## Records for this exercise
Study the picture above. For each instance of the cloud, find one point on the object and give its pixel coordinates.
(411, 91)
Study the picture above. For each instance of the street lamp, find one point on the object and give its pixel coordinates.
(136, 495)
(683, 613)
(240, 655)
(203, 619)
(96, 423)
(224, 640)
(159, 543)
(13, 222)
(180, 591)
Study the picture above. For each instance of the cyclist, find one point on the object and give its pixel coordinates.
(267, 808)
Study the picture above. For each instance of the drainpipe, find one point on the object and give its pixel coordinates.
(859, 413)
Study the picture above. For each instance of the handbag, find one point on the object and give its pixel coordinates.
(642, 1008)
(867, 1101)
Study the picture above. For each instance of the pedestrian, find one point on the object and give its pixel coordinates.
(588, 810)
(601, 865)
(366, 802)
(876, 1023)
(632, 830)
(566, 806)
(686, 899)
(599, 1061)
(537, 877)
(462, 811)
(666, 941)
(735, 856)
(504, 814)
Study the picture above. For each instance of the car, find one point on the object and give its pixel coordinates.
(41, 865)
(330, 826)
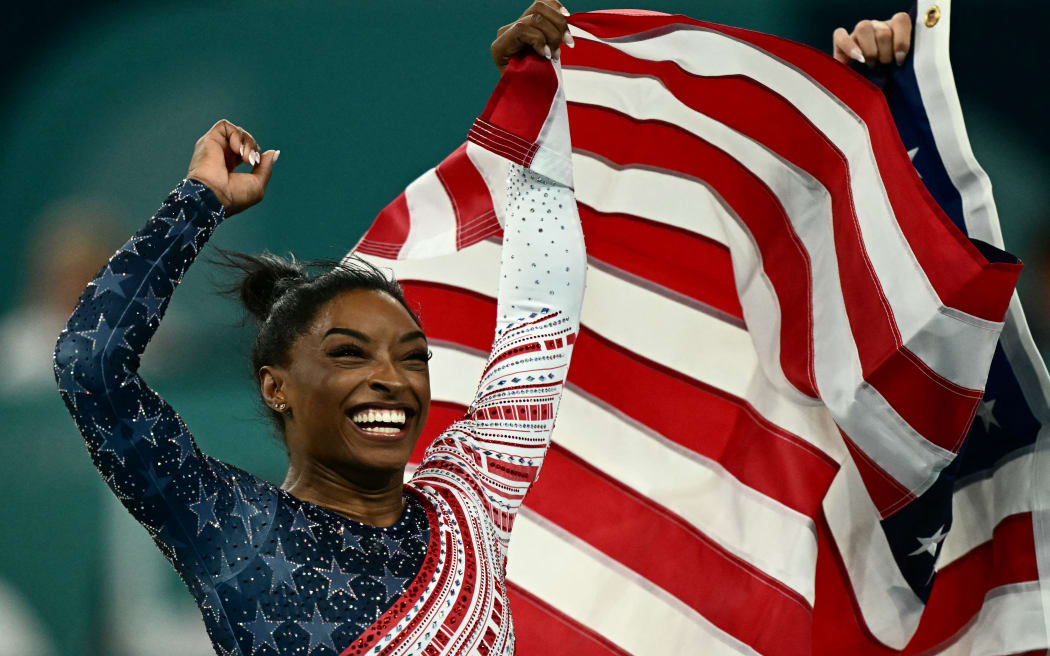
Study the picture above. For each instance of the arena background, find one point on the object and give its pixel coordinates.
(101, 104)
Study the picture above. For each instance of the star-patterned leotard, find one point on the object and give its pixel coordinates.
(273, 574)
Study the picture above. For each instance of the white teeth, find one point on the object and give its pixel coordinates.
(380, 416)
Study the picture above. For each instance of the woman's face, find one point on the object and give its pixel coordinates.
(357, 386)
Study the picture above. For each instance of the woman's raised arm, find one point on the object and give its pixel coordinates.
(137, 441)
(495, 453)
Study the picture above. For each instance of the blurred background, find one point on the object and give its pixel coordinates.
(100, 106)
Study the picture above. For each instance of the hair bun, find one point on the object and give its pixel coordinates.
(265, 278)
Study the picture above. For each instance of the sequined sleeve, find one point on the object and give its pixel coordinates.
(139, 444)
(496, 451)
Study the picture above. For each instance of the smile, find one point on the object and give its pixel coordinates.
(385, 423)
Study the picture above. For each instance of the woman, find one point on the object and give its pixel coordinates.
(343, 558)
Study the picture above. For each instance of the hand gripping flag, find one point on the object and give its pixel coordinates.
(768, 441)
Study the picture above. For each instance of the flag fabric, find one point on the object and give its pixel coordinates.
(768, 441)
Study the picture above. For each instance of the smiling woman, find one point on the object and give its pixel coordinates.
(344, 557)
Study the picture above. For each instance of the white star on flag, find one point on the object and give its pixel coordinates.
(929, 544)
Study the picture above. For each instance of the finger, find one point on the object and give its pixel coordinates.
(557, 20)
(863, 36)
(845, 49)
(901, 24)
(884, 41)
(551, 34)
(558, 5)
(264, 169)
(251, 151)
(228, 136)
(529, 36)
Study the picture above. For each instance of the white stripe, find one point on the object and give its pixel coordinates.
(550, 161)
(655, 328)
(864, 415)
(1010, 621)
(432, 226)
(760, 530)
(607, 597)
(978, 508)
(937, 86)
(654, 195)
(888, 606)
(912, 298)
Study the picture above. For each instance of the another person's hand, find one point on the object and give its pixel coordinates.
(542, 27)
(874, 42)
(221, 150)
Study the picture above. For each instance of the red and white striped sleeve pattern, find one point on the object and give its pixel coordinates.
(476, 472)
(773, 304)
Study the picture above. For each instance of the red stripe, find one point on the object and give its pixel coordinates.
(654, 542)
(957, 597)
(522, 100)
(697, 417)
(414, 593)
(904, 381)
(962, 276)
(750, 108)
(542, 629)
(389, 232)
(667, 550)
(784, 259)
(683, 261)
(469, 197)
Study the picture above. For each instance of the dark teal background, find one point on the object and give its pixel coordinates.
(105, 103)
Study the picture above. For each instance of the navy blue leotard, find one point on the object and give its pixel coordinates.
(267, 569)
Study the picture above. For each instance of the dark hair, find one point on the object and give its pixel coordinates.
(285, 299)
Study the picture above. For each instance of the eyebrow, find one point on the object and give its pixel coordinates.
(407, 337)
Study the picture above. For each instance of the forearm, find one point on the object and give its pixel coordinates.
(119, 312)
(135, 440)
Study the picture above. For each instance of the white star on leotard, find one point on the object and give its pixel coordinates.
(987, 415)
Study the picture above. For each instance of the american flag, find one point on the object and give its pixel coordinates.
(780, 435)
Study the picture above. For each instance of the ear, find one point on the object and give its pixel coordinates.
(271, 385)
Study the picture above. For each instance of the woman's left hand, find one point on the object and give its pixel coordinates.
(541, 28)
(875, 42)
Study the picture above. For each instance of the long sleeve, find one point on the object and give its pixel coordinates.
(495, 453)
(137, 441)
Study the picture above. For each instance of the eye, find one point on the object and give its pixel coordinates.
(420, 356)
(348, 351)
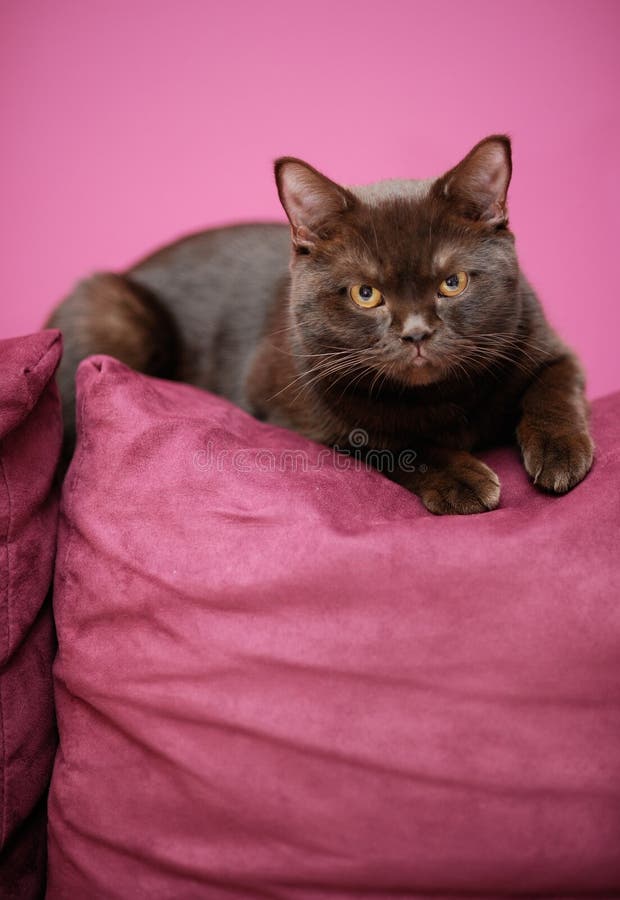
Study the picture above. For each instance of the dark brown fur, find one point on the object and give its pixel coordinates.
(220, 310)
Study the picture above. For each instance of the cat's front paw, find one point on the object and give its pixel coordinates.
(556, 462)
(462, 486)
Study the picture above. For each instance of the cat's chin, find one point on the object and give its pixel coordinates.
(419, 372)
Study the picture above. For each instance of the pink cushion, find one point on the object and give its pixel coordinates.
(300, 684)
(30, 434)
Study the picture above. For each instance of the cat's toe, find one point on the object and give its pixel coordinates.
(557, 463)
(462, 490)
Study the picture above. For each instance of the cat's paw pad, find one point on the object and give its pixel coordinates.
(462, 488)
(557, 462)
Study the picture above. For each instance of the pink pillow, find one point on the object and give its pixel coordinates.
(299, 684)
(30, 434)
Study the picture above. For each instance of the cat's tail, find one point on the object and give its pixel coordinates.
(110, 314)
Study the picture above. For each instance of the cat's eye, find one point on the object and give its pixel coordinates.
(366, 296)
(454, 285)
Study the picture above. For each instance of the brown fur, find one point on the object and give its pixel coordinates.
(219, 310)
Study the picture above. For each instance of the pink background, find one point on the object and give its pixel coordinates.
(126, 124)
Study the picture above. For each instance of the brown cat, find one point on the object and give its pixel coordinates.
(403, 313)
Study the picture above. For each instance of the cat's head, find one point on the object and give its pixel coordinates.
(413, 280)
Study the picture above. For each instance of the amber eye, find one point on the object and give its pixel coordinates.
(366, 296)
(454, 285)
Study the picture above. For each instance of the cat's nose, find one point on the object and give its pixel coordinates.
(416, 334)
(415, 329)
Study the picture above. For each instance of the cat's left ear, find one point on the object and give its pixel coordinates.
(478, 185)
(310, 200)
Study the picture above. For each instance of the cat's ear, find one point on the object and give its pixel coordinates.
(478, 185)
(309, 199)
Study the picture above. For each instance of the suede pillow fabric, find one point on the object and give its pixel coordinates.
(30, 436)
(281, 679)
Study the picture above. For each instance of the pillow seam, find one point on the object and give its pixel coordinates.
(3, 812)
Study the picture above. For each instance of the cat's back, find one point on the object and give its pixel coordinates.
(219, 286)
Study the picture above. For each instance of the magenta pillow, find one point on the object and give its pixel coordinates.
(30, 435)
(277, 678)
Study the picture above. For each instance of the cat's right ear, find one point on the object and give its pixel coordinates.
(309, 199)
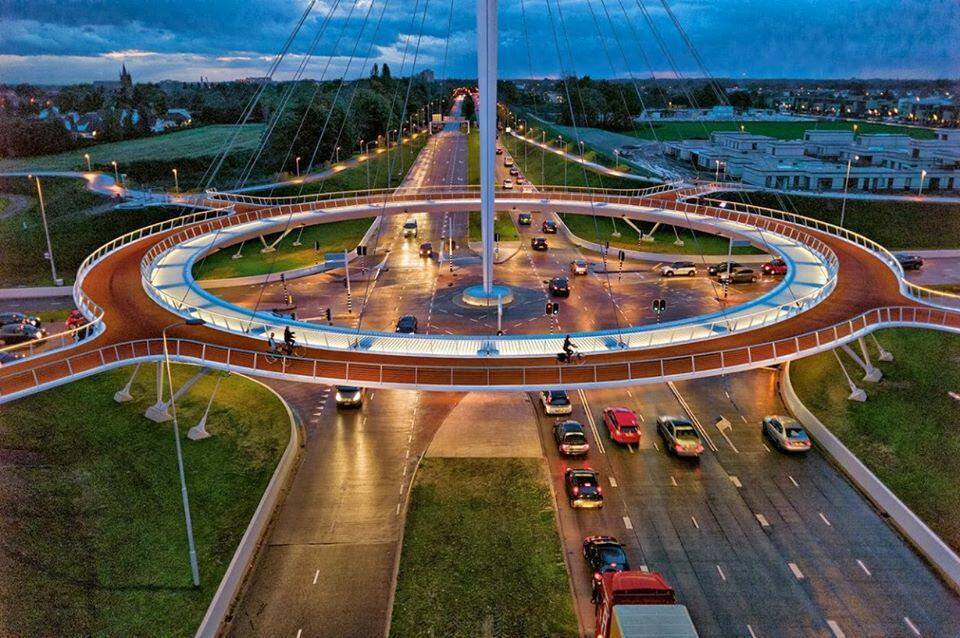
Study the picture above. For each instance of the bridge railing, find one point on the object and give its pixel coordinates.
(18, 382)
(921, 293)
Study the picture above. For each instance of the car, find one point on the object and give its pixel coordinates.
(786, 433)
(715, 269)
(622, 425)
(583, 488)
(407, 324)
(604, 554)
(570, 438)
(556, 402)
(16, 333)
(349, 396)
(678, 268)
(741, 275)
(774, 267)
(559, 287)
(908, 261)
(679, 436)
(7, 318)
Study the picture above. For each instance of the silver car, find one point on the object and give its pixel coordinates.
(786, 433)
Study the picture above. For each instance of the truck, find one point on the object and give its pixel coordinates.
(634, 604)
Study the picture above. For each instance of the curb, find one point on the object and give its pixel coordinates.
(221, 606)
(943, 559)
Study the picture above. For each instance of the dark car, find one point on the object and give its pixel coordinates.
(739, 276)
(16, 333)
(716, 269)
(570, 438)
(7, 318)
(583, 488)
(679, 435)
(774, 267)
(407, 324)
(559, 287)
(908, 261)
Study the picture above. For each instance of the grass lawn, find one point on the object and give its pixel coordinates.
(781, 130)
(896, 225)
(502, 223)
(600, 229)
(332, 237)
(202, 141)
(75, 230)
(478, 560)
(92, 523)
(906, 431)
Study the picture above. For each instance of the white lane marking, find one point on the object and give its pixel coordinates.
(912, 627)
(796, 570)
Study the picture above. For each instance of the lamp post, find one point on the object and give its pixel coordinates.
(46, 231)
(846, 184)
(191, 547)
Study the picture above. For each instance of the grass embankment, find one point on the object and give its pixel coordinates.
(203, 141)
(668, 131)
(895, 224)
(77, 228)
(906, 431)
(600, 229)
(333, 237)
(480, 560)
(92, 524)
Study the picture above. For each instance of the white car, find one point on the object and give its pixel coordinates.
(678, 268)
(556, 402)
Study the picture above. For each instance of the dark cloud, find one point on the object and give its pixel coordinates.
(63, 41)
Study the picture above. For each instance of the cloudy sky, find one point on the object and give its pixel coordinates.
(63, 41)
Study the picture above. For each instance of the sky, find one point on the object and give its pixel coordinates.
(68, 41)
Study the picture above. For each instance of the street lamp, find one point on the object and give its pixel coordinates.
(191, 547)
(846, 184)
(46, 230)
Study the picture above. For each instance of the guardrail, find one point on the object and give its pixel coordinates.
(932, 296)
(473, 377)
(254, 323)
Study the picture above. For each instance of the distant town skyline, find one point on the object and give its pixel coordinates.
(42, 43)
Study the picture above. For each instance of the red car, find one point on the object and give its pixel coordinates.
(774, 267)
(622, 425)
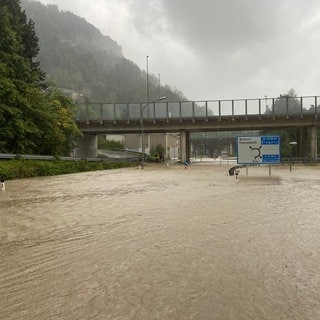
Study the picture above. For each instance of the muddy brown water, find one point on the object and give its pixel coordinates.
(162, 243)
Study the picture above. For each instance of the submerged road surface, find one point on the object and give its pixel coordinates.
(162, 243)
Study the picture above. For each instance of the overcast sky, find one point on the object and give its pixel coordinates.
(215, 49)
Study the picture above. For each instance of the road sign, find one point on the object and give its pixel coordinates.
(258, 150)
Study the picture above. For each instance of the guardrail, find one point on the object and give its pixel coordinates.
(8, 156)
(197, 109)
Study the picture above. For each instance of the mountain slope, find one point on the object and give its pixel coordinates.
(76, 56)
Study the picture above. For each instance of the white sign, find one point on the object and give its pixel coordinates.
(261, 149)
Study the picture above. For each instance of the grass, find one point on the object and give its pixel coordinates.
(23, 168)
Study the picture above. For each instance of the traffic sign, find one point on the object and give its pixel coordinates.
(258, 150)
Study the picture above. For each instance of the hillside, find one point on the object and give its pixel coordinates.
(75, 55)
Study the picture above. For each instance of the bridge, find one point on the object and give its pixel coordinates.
(199, 116)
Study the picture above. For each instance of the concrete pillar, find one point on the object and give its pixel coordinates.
(87, 147)
(314, 142)
(184, 145)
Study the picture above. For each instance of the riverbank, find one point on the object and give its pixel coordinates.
(22, 168)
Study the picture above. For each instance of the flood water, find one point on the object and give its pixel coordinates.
(162, 243)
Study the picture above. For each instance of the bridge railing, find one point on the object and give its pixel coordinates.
(284, 106)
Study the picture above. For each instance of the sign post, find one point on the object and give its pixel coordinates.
(258, 150)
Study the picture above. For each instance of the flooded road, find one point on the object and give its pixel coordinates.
(162, 243)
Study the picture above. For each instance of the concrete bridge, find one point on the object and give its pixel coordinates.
(184, 117)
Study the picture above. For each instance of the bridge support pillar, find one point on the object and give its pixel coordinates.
(86, 147)
(185, 145)
(314, 143)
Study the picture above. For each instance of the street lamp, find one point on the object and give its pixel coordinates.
(292, 143)
(141, 120)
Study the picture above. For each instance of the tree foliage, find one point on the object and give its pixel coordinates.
(34, 118)
(76, 56)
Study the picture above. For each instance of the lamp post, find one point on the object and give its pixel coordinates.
(159, 85)
(141, 120)
(293, 144)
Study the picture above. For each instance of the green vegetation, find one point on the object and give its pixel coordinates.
(35, 117)
(22, 168)
(76, 56)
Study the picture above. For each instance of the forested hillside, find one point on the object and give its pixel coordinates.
(76, 56)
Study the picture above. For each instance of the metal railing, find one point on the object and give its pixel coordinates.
(284, 106)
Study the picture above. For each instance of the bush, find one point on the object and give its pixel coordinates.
(16, 169)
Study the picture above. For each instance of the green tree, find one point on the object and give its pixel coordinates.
(32, 119)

## Exercise directions
Find the line with "Study the picture above. For each instance of the bridge support" in the listing above, then write out that line and each remaining line exactly, with no other text.

## Worked solution
Study the picture above. For each instance of the bridge support pillar, find one point on the object and give its pixel coordinates.
(86, 147)
(185, 145)
(314, 143)
Study the picture above. For each instance of the street lamp, find one point on the object and give its pixel coordinates.
(292, 143)
(141, 120)
Study the picture above. For each instance of the tree foliage, find one point on the object and give its pixel coordinates.
(34, 118)
(76, 56)
Study the picture above. For each instance of the lamp post, find one point on the object and give its pixel coordinates.
(159, 85)
(141, 120)
(293, 144)
Study the picture above. For each instance of the green vegetation, find one point on the object and give its pixel coordinates.
(35, 117)
(22, 168)
(76, 56)
Study the picture above. For each instance of the forested hillside, find one point on the object and give its pixel coordinates.
(76, 56)
Study the picture above. For each instance of the metal railing, find one point on the object and give its pixel coordinates.
(284, 106)
Study the picture above. For each instance of the bush, find one point on the object and give its pixel coordinates.
(16, 169)
Study the picture above. For each instance of the green tree, find one point on the object and give its pixel coordinates.
(32, 119)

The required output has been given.